**Parts of the exercise**
1. Decide whether each statement agrees with the tribute to David Halberstam: (a) David served as managing editor of The Crimson at Harvard; (b) the Times' Publisher agreed to move David out of Vietnam; (c) Gay Talese called David the best reporter of the past 50 years. For each, answer yes or no and quote the deciding words.
2. Copy the tribute to David Halberstam verbatim from "Young David ran" to "reporting in Vietnam.".

**Provided text**
◆ ◆ ◆ ◆ ◆

Young David ran and played the bases with a ferocious enthusiasm. Even then I recall noticing that he loved to skewer any boy whose boasting was not up to his playing performance. Over half a century many powerful people learned about that trait of David’s firsthand.
After graduating Harvard where he was managing editor of The Crimson, the student newspaper, David was a relentlessly truth telling star reporter for the New York Times in the Congo and Vietnam. So much so that President John F. Kennedy urged the Times’ Publisher to reassign him from Vietnam where his reports on official cover-ups and lying regarding the state of the war there were infuriating the Generals and their visiting politicians.
The Publisher said no way and David won the Pulitzer Prize for his intrepid and accurate reporting in Vietnam.
As impressive as the span covered by his articles and best-selling books were-two volumes on the Vietnam War, books on civil rights, the auto industry, the mass media, sports and a forthcoming book on the lessons of the Korean War, it was his legwork and moral and physical courage that marked him, in ABC TV’s Jim Wooten’s words, “as the best reporter in the past 50 years.”
Fellow reporter Gay Talese said “there wasn’t a lazy bone in his body.” Decade after decade, Halberstam was writing from primary sources – his deep interviews, his acute observations, his determination to always go where the action was occurring.
To seek the facts, the truth of murky, tense situations, he took on the Army, the White House, his newspaper, the New York Times, or anyone who displayed breaches of trust, secrecy or cover-ups denying the public’s right to know.
Jim Wooten put it this way: “There was no one in power that David either respected so much that he would give them a pass, or loathed so much that he would not be fair.”
Few, very few journalists were willing to report truth to power. He broke ground for his profession which had more than its share of lazy, smug, embedded minds who got along by getting along with the influentials they were supposed to cover fearlessly.

◆ ◆ ◆ ◆ ◆

**Dataset excerpts**
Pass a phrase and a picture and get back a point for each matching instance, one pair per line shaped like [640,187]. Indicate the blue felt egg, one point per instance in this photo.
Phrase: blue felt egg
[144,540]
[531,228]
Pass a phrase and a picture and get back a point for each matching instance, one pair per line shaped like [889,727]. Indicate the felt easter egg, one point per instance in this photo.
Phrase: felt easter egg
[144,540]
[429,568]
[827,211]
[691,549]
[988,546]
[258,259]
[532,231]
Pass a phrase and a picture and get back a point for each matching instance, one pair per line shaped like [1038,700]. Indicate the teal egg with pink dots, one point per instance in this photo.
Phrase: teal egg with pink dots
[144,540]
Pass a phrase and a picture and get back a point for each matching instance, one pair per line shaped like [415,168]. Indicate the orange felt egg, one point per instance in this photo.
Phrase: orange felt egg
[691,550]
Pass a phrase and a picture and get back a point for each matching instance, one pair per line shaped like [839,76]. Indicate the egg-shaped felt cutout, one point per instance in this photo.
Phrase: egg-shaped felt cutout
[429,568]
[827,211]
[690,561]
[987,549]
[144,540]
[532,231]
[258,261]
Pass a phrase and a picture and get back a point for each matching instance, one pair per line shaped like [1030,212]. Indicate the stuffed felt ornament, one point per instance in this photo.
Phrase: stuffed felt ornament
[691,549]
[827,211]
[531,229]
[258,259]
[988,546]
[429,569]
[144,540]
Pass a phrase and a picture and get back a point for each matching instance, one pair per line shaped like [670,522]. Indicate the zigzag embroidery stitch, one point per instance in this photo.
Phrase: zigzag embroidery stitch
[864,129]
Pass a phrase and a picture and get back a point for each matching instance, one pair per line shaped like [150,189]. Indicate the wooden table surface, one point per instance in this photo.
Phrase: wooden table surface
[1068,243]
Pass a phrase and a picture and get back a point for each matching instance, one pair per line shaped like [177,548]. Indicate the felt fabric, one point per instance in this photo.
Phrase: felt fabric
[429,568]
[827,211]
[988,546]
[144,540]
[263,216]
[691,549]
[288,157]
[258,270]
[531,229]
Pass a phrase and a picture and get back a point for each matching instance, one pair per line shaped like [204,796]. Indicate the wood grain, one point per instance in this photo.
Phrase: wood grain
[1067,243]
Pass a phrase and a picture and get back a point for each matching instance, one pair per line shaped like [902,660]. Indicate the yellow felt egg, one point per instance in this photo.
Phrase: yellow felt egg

◆ ◆ ◆ ◆ ◆

**The solutions**
1.
(a) Yes: "After graduating Harvard where he was managing editor of The Crimson, the student newspaper"
(b) No: "The Publisher said no way"
(c) No: "in ABC TV’s Jim Wooten’s words, “as the best reporter in the past 50 years.”"

2.
Young David ran and played the bases with a ferocious enthusiasm. Even then I recall noticing that he loved to skewer any boy whose boasting was not up to his playing performance. Over half a century many powerful people learned about that trait of David’s firsthand.
After graduating Harvard where he was managing editor of The Crimson, the student newspaper, David was a relentlessly truth telling star reporter for the New York Times in the Congo and Vietnam. So much so that President John F. Kennedy urged the Times’ Publisher to reassign him from Vietnam where his reports on official cover-ups and lying regarding the state of the war there were infuriating the Generals and their visiting politicians.
The Publisher said no way and David won the Pulitzer Prize for his intrepid and accurate reporting in Vietnam.